» **Directions**:
Pull out every line of the material that contains the word "wooden" and list those lines.

» **Object position labeling entries**:
= = = = = = =

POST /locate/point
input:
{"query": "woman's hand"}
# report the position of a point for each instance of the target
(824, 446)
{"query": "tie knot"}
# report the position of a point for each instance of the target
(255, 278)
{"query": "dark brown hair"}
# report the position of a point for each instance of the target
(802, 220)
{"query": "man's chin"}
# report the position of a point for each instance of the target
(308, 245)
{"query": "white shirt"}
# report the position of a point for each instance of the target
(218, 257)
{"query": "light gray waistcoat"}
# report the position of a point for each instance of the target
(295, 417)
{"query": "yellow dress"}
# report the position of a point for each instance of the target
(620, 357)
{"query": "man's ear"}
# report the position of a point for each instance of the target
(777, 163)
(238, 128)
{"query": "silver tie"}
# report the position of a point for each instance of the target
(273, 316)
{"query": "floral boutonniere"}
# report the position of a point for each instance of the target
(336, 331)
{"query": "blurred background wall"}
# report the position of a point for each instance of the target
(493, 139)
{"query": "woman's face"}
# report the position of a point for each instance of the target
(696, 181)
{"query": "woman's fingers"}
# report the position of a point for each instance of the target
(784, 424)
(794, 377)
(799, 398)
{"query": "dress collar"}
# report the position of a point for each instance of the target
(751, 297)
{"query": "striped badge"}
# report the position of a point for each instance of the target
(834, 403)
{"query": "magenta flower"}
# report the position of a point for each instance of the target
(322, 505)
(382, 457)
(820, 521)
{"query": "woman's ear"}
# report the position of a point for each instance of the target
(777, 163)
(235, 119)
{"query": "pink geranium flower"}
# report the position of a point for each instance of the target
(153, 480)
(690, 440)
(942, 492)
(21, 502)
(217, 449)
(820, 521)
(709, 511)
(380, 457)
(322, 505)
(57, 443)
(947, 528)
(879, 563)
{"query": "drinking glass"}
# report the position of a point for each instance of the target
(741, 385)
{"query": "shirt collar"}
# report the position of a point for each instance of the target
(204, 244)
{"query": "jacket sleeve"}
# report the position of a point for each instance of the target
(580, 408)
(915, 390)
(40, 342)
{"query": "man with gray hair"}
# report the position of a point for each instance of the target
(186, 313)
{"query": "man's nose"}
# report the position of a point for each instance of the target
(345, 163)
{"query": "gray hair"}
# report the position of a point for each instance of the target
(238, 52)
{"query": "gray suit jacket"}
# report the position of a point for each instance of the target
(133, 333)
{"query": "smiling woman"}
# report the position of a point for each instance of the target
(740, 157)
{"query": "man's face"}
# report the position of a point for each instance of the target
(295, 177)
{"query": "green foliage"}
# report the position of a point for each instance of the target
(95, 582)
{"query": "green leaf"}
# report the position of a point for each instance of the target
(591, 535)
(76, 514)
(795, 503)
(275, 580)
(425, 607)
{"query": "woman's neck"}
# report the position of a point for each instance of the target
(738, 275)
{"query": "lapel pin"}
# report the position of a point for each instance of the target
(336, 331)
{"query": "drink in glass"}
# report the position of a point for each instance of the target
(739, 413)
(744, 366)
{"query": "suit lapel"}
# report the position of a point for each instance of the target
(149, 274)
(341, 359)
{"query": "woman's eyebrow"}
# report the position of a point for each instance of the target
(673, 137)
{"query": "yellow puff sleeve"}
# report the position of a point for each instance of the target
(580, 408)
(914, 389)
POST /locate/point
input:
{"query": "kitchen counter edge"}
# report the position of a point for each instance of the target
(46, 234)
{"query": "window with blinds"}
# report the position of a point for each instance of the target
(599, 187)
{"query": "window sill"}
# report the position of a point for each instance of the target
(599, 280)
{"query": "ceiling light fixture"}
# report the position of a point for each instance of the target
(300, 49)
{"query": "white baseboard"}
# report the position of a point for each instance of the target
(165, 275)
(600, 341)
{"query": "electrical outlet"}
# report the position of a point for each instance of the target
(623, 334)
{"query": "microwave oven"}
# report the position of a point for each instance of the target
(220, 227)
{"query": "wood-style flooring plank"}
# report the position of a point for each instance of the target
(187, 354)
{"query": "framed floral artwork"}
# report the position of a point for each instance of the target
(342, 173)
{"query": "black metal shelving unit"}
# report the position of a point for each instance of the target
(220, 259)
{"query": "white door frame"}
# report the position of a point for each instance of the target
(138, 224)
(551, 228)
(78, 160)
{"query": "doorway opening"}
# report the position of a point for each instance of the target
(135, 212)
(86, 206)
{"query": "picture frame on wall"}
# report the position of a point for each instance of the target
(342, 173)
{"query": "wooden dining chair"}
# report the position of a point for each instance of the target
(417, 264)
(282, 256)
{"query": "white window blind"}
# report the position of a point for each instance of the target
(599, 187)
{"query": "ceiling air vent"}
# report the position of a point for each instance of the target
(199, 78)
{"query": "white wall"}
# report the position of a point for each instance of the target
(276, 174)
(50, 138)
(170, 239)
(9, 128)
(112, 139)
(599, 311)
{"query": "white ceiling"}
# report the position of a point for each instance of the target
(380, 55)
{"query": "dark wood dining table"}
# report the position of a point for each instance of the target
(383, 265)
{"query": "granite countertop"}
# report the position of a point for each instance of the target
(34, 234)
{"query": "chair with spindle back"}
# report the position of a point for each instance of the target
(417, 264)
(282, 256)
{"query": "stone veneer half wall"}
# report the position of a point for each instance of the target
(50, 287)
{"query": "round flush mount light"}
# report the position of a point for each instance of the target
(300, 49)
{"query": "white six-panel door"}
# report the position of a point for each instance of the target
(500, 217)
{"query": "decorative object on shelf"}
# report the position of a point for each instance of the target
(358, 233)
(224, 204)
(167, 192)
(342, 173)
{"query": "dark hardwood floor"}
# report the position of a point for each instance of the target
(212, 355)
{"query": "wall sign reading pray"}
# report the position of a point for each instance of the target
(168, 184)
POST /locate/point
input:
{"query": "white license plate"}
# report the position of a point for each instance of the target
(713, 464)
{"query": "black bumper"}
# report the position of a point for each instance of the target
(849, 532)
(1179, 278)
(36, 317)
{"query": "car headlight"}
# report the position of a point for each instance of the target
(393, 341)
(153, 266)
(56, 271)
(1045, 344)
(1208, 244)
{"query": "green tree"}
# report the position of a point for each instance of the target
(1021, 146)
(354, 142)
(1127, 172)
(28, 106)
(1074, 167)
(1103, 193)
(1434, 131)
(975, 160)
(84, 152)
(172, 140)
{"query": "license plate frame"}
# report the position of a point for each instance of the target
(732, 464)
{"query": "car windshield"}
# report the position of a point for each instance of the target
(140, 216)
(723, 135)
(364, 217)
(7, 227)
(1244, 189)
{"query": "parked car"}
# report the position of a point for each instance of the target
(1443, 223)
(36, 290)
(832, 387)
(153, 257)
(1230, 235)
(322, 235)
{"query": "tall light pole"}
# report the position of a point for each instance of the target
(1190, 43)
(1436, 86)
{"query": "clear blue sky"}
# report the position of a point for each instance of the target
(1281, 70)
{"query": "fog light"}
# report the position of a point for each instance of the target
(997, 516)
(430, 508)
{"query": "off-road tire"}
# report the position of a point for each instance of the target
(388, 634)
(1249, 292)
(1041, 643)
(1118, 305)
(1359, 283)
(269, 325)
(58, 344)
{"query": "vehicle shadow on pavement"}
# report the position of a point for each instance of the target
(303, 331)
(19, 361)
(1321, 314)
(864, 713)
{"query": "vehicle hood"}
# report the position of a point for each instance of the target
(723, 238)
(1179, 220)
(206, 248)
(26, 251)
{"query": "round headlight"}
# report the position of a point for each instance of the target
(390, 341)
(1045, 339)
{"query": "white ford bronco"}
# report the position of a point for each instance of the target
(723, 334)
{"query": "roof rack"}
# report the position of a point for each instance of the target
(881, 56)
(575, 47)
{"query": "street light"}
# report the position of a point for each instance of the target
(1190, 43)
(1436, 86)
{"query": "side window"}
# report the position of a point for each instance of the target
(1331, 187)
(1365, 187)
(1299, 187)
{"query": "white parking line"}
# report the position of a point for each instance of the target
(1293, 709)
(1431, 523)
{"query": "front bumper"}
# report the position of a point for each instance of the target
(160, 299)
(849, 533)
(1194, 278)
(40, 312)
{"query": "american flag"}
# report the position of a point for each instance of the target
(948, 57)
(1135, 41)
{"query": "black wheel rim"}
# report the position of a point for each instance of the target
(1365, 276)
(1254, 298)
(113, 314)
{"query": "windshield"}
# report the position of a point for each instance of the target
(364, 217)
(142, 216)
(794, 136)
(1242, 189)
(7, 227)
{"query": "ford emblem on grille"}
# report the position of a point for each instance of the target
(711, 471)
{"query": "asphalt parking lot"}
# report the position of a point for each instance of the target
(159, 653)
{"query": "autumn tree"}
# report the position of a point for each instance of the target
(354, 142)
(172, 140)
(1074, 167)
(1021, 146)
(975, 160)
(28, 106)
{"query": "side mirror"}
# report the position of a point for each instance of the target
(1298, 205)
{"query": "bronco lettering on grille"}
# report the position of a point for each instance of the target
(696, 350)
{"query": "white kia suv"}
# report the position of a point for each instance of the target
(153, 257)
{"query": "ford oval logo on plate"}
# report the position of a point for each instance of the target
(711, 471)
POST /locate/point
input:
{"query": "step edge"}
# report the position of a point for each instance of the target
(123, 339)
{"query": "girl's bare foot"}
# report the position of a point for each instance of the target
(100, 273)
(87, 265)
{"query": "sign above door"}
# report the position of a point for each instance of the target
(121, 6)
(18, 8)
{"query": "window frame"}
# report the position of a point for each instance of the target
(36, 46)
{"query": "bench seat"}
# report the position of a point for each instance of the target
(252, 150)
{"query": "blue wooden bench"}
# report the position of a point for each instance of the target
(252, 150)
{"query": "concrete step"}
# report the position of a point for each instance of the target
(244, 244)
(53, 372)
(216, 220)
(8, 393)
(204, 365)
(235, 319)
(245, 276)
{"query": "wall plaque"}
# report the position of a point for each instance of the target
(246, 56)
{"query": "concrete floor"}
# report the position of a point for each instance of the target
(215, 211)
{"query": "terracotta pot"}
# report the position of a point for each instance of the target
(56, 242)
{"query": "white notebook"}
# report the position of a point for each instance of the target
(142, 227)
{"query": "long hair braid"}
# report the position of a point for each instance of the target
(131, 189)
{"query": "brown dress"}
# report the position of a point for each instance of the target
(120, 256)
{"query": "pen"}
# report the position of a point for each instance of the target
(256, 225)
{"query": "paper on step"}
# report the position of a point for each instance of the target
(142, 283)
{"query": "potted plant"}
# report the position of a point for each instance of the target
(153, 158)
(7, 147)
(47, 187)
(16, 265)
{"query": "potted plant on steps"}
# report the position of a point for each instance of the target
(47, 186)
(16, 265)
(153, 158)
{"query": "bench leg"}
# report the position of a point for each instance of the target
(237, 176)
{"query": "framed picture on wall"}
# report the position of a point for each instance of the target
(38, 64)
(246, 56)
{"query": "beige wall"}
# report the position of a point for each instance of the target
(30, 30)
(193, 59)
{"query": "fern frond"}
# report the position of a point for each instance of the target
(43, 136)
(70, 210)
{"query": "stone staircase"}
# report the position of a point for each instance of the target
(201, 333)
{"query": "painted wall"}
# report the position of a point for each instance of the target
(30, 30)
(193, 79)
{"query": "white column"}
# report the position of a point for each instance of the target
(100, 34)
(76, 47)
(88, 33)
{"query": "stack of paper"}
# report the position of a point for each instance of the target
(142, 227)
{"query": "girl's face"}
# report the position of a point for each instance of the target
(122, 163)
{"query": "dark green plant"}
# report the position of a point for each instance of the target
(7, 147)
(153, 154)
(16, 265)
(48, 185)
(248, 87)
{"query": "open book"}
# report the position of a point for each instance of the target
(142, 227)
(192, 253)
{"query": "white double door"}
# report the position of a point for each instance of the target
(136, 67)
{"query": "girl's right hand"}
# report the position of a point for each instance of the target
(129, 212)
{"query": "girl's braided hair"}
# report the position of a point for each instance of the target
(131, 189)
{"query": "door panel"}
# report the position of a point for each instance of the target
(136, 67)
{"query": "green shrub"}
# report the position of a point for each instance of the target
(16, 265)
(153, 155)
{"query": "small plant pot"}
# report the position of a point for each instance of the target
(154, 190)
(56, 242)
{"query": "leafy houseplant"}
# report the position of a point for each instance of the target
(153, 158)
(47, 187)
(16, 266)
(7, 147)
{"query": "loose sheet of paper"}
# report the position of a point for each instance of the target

= = = = = = =

» **Worked solution**:
{"query": "wooden dining chair"}
{"query": "blue wooden bench"}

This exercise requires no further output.